TASK DIRECTIONS
Reproduce every line of the data below word for word. Leave the pictures out of your output.

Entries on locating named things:
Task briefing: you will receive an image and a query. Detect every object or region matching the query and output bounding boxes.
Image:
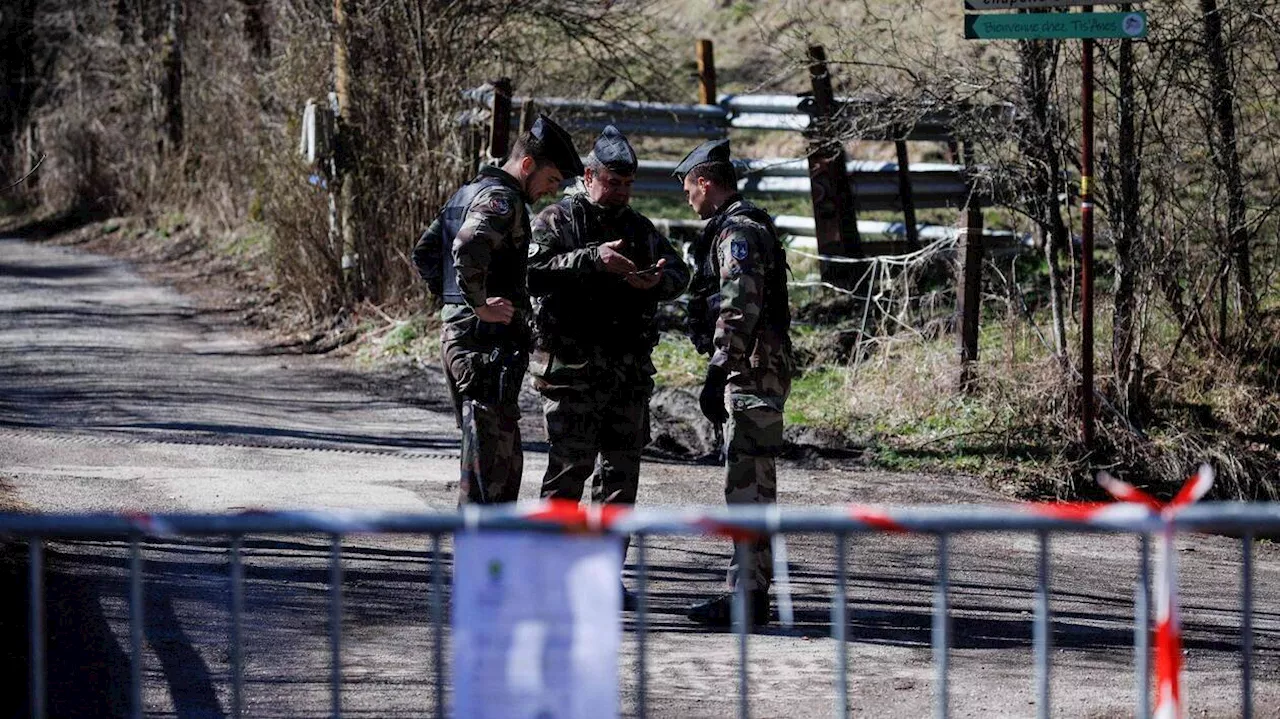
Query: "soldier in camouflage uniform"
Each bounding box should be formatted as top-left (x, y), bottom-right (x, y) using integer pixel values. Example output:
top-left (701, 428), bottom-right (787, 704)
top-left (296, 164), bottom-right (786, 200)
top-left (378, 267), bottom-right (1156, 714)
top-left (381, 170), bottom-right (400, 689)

RIGHT ANSWER
Task briefing: you will receive an image and a query. Detect every object or region matching the query and output bounding boxes.
Image:
Query: "soldier in camouflage uniform"
Each bounding box should be formatted as top-left (x, y), bottom-right (x, y) using integer pixel values. Example output:
top-left (701, 428), bottom-right (787, 704)
top-left (296, 164), bottom-right (786, 200)
top-left (378, 267), bottom-right (1156, 714)
top-left (381, 170), bottom-right (400, 689)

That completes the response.